Exercise prompt
Leave out the pictures and transcribe every entry below exactly.

===== Study material

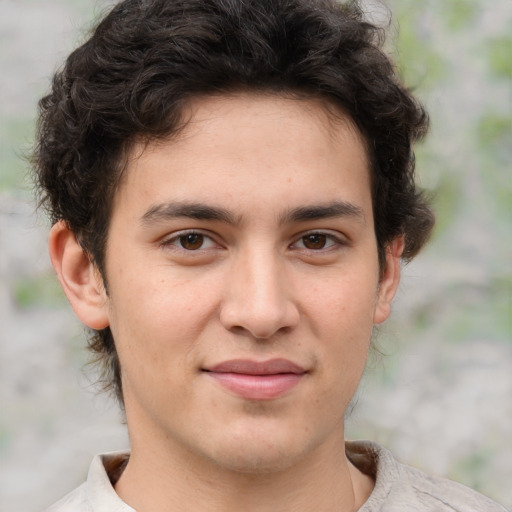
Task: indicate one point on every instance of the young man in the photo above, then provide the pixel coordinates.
(232, 190)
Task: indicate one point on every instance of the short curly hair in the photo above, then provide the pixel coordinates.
(146, 59)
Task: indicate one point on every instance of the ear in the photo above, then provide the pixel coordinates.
(390, 280)
(79, 277)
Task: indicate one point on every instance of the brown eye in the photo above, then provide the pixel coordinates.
(314, 241)
(192, 241)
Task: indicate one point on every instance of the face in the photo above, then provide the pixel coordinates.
(244, 283)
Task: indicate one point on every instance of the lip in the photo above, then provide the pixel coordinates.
(257, 380)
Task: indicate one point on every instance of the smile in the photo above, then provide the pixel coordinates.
(257, 380)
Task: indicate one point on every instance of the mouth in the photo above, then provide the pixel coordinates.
(254, 380)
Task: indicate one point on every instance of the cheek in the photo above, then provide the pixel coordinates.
(158, 319)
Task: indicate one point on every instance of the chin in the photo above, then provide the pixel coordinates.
(260, 453)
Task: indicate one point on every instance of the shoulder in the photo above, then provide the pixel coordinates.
(399, 487)
(75, 501)
(97, 493)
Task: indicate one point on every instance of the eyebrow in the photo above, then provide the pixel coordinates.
(318, 212)
(199, 211)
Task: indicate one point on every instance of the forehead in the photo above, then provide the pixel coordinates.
(253, 150)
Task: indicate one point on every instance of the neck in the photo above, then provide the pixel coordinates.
(171, 479)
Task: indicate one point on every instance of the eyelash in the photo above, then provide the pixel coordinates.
(331, 241)
(175, 240)
(334, 242)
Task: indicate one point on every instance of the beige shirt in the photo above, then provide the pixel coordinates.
(398, 488)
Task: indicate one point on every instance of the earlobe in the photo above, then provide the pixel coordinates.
(78, 277)
(389, 281)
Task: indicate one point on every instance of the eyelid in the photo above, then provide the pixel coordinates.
(169, 240)
(338, 239)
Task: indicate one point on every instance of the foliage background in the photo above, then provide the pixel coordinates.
(441, 395)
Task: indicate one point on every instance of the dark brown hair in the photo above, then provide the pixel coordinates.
(131, 79)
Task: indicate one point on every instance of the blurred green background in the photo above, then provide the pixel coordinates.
(439, 395)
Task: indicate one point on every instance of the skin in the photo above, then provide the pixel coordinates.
(257, 281)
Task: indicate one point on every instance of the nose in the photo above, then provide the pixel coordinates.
(258, 298)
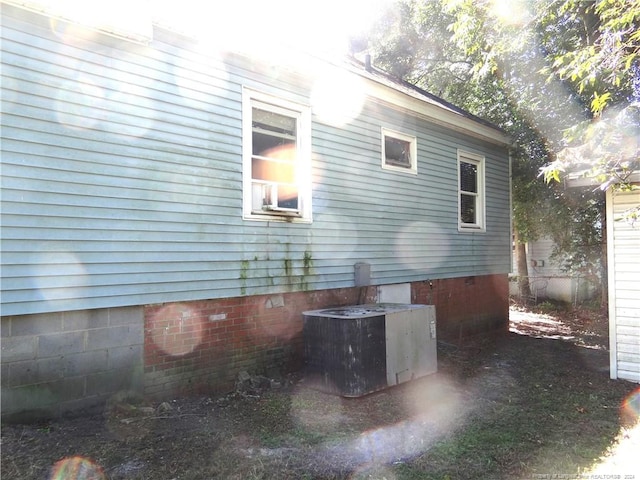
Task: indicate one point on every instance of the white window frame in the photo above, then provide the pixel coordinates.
(480, 197)
(413, 151)
(302, 114)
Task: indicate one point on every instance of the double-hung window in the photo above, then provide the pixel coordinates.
(276, 139)
(471, 192)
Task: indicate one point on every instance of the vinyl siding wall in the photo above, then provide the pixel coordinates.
(122, 182)
(624, 289)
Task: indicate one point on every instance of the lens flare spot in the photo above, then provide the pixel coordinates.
(76, 468)
(176, 329)
(630, 408)
(337, 97)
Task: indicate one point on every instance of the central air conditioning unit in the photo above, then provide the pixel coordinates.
(355, 350)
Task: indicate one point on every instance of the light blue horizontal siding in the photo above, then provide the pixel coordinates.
(122, 183)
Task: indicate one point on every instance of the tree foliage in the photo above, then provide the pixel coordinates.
(542, 70)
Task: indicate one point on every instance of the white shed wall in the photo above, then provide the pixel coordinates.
(623, 240)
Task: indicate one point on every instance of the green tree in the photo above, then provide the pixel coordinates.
(503, 66)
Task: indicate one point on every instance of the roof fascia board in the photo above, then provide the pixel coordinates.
(434, 113)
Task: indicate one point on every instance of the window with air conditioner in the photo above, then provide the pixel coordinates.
(471, 196)
(276, 158)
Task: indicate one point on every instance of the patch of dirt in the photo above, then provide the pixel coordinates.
(281, 428)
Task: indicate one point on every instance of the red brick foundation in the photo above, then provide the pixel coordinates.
(200, 347)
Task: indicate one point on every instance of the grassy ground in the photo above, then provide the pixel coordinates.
(534, 404)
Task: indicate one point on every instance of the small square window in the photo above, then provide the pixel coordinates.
(399, 152)
(470, 191)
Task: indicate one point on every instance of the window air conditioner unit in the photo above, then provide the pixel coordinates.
(271, 201)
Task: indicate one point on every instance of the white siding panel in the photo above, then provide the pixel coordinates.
(624, 240)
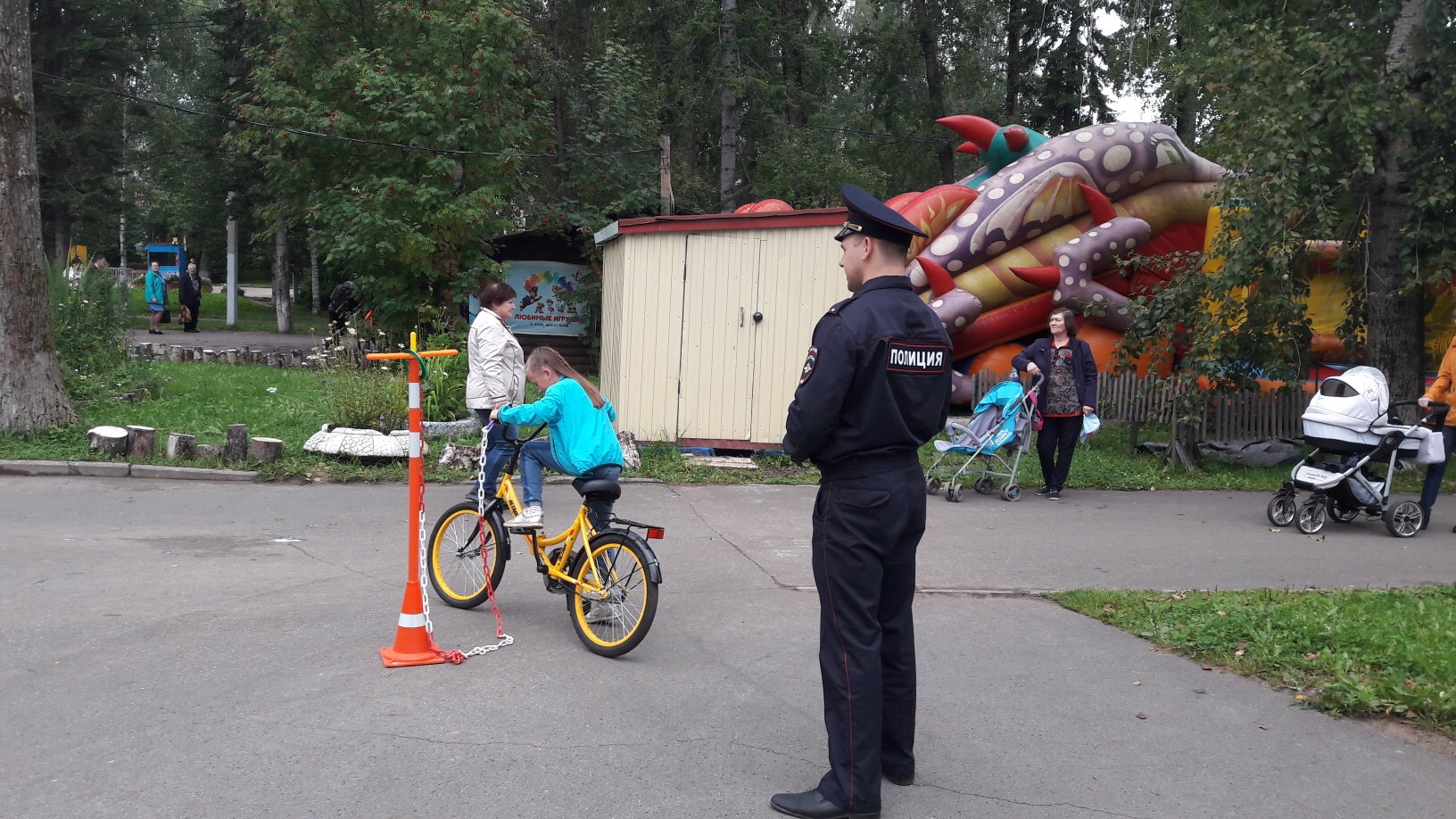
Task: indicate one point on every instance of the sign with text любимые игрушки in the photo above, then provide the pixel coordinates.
(541, 308)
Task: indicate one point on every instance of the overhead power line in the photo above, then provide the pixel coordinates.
(336, 137)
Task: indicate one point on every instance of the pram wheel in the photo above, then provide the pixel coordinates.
(1341, 513)
(1281, 510)
(1312, 517)
(1404, 519)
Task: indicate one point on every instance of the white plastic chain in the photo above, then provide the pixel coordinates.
(479, 517)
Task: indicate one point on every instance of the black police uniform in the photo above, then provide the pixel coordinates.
(875, 386)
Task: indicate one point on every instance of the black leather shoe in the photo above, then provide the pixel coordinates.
(810, 805)
(900, 779)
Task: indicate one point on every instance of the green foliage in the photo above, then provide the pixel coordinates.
(91, 331)
(444, 76)
(1345, 650)
(366, 398)
(443, 397)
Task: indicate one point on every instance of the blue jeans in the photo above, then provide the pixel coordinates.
(536, 455)
(497, 451)
(1435, 473)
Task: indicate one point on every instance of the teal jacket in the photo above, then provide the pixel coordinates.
(156, 289)
(581, 434)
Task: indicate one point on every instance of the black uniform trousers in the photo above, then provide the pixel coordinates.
(1056, 442)
(865, 536)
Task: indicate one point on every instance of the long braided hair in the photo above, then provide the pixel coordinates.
(550, 358)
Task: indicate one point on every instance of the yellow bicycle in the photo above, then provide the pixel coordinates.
(610, 583)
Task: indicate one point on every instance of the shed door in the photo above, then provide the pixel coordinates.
(720, 292)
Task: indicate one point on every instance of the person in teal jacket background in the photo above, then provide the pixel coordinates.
(581, 439)
(156, 296)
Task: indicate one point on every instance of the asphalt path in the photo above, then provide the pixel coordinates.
(211, 650)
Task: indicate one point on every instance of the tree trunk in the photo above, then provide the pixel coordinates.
(179, 446)
(32, 395)
(926, 32)
(236, 448)
(1394, 301)
(728, 142)
(283, 305)
(265, 449)
(108, 441)
(313, 271)
(142, 441)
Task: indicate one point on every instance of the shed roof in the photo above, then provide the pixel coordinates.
(820, 218)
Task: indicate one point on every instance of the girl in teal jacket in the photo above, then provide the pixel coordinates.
(581, 439)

==========

Solution to this problem
Task: indicate one point on every instance of the young man in the photo above, then provide the pixel coordinates.
(232, 190)
Task: indicate one point on every instance of the short curly hair in the photo above, then provide the pixel coordinates.
(146, 59)
Task: indicate one point on every instance of the ear in the photo above, then provide the pixel coordinates.
(390, 280)
(79, 277)
Task: indicate one point on every instance of the brown eye in the photo above, then provide the pixel coordinates.
(314, 241)
(192, 241)
Task: indicate one point on every instance of the face in the photo above, then provide the pixel coordinates.
(244, 283)
Task: indicate one point on every instance of the lip in the photo above, then provide the pixel coordinates.
(257, 380)
Task: indicate one point on every instance of the smile in the photo above, then provide the pixel coordinates.
(257, 380)
Task: indicate one point on every instance of the mouth in the photo above, then provide the pixel coordinates.
(254, 380)
Task: indicate one point on every instance of the cheek in the photo above, then provide the pixel coordinates.
(158, 319)
Task: indicate one point on every instance of the chin in the photo above, then provide the pixel coordinates.
(260, 453)
Task: indicate one point on every instance of the shoulder in the photo above, then provide the pixel coordinates.
(399, 487)
(75, 501)
(97, 493)
Task: indicate one point on every instance of the eyebrow in the photo above, then provide the pixel coordinates.
(318, 212)
(199, 211)
Task: indicate one point on every instance of the forehead in the photo above, then provide the pixel coordinates.
(253, 150)
Task: indicate one point on every instance of the neck in the photo above, then provide the pixel coordinates.
(171, 479)
Task: indicate one point on every instance of the eyelash in the photo above, then provide the pixel coordinates.
(331, 241)
(175, 240)
(334, 242)
Task: indicate one point on every instance of the beige shirt in the photo above, then provide the pixel coordinates.
(398, 488)
Task: indicate one point on every instance of the earlobe in the photo above, then provide the pixel coordinates.
(78, 277)
(389, 281)
Task: indicate one point on every instance of the eyelid in the photo above, then provide the pixel coordinates.
(169, 240)
(338, 239)
Task: indicate one point on every instance of the foliage background in the photo above, then provide the pixel coordinates.
(441, 395)
Task: indicate one point on every instance of the dark brown hair in the photo above, then provide the pixel coordinates.
(131, 79)
Task: indicate one point on every instance of the blurred green background in the photo above, then provide the pixel coordinates.
(439, 395)
Task: indicate one point on every instance of the skin in the photo above, then provide the pixel coordinates.
(257, 281)
Task: indicate one point on every instance of the nose in the photo above, then provide the pixel coordinates.
(258, 298)
Task: indicate one point on every instance of the white window frame in the photo above, then provide the pixel coordinates.
(480, 197)
(413, 151)
(302, 114)
Task: indicate one point on every instance of the double-hung window in the photo above, then provide the pixel coordinates.
(276, 139)
(471, 192)
Task: indicate one point on every instance of the vinyl siding wall in the photo above, then provide the pixel coordinates.
(122, 182)
(624, 289)
Task: indicate one point on every instance of the lens flare spot in the photo above, then provide the pixel coordinates.
(76, 468)
(176, 329)
(630, 408)
(337, 97)
Task: indicate one point on every instance of the central air conditioning unit in the photo above, then provide the pixel coordinates.
(355, 350)
Task: indicate one point on every instance of the light blue horizontal siding in the photo above, then provide the pixel coordinates.
(122, 183)
Task: indicate one point on every instance of the tree foliage in the photo above, then provide the pixel coordinates.
(542, 70)
Task: indicate one point on every instance of the white shed wall in the photo above, then provide the pixel coordinates.
(623, 240)
Task: indicate one point on every instance of the green tree in the photo above, then provide the pixel coordinates.
(503, 66)
Task: indicate one point on every instance of the roof fascia board in the photo above, then provide the pixel coordinates.
(434, 113)
Task: indicate one point on every instance of the window with air conditioner in the photo above, then provide the pixel coordinates.
(471, 196)
(276, 158)
Task: indicate one point on every instance of the patch of dirt in the photo above, then provide the pixel coordinates.
(281, 428)
Task: indicate one point on every instance of the red brick foundation in the photo above, then provide the pixel coordinates.
(200, 347)
Task: indicate one point on every instance of the grassy ground in the photo above, then provide the pixel coordinates.
(534, 404)
Task: indicate one point on every instance of the small square window in the photo above, then provide the pixel coordinates.
(399, 152)
(470, 191)
Task: indicate one point on every instance of the window air conditioner unit in the photo above, then provide the pixel coordinates.
(271, 201)
Task: indicate one point on every instance of the white siding panel in the photo above, then provide the pixel coordinates.
(624, 240)
Task: indicate one point on every instance of the sign with text любимые игрушки in the photo above, then provide the pixel coordinates.
(541, 308)
Task: indicate one point on every instance of the overhead power line in the photo above, then provide the pixel coordinates.
(336, 137)
Task: indicate one point on every instance of the pram wheel in the photo above, then provide the pixel coordinates.
(1341, 513)
(1281, 510)
(1312, 517)
(1404, 519)
Task: indicate one point on every instance of the white plastic chain in the photo above, then provide the pixel coordinates.
(479, 517)
Task: indicate one point on every instance of the black police uniform in the photo above, then provide the pixel coordinates.
(875, 386)
Task: indicate one point on every instance of the black leather shoe in the photo above, then provide the pixel coordinates.
(810, 805)
(900, 779)
Task: indicate one point on every instance of the green foliage in the photo above, then provide the pixel coordinates.
(91, 331)
(444, 76)
(1345, 650)
(366, 398)
(443, 397)
Task: indicate one point on every instance of the blue jeans in the photo above, then provide the pixel coordinates.
(536, 455)
(497, 451)
(1435, 473)
Task: indicate one point on every instance of the teal jacket in the photo above, then provide the pixel coordinates.
(156, 289)
(581, 434)
Task: indicate one point on every instance of the black uniform trousers in the photo above, then provide the pixel coordinates.
(1056, 442)
(865, 536)
Task: indicate one point on every instance of the long braided hair in the photo above, then provide the pixel coordinates.
(550, 358)
Task: indicate one point on every instance of the yellow bicycle in the photo above, then provide the pixel coordinates.
(610, 583)
Task: indicate one point on every instance of the shed door in the photo above, then provide the pixel coordinates.
(720, 292)
Task: indicate one point on every instance of the person in teal jacket background in the photo above, then provide the pixel coordinates.
(581, 439)
(156, 296)
Task: indicate one point on every instance of the asphalt path in the photo above, then provide the pixel coordinates.
(211, 650)
Task: indicate one point on every instance of the tree trunk in the photo above, then provide the pixel coordinates.
(179, 446)
(32, 395)
(926, 32)
(236, 448)
(1394, 301)
(728, 142)
(283, 305)
(265, 449)
(108, 441)
(313, 271)
(142, 441)
Task: indicate one point on every instance of the shed roof in the photo above, then provide the pixel coordinates.
(820, 218)
Task: indicate one point on every instance of the girl in teal jacket in the photo above, then provide the pixel coordinates.
(581, 439)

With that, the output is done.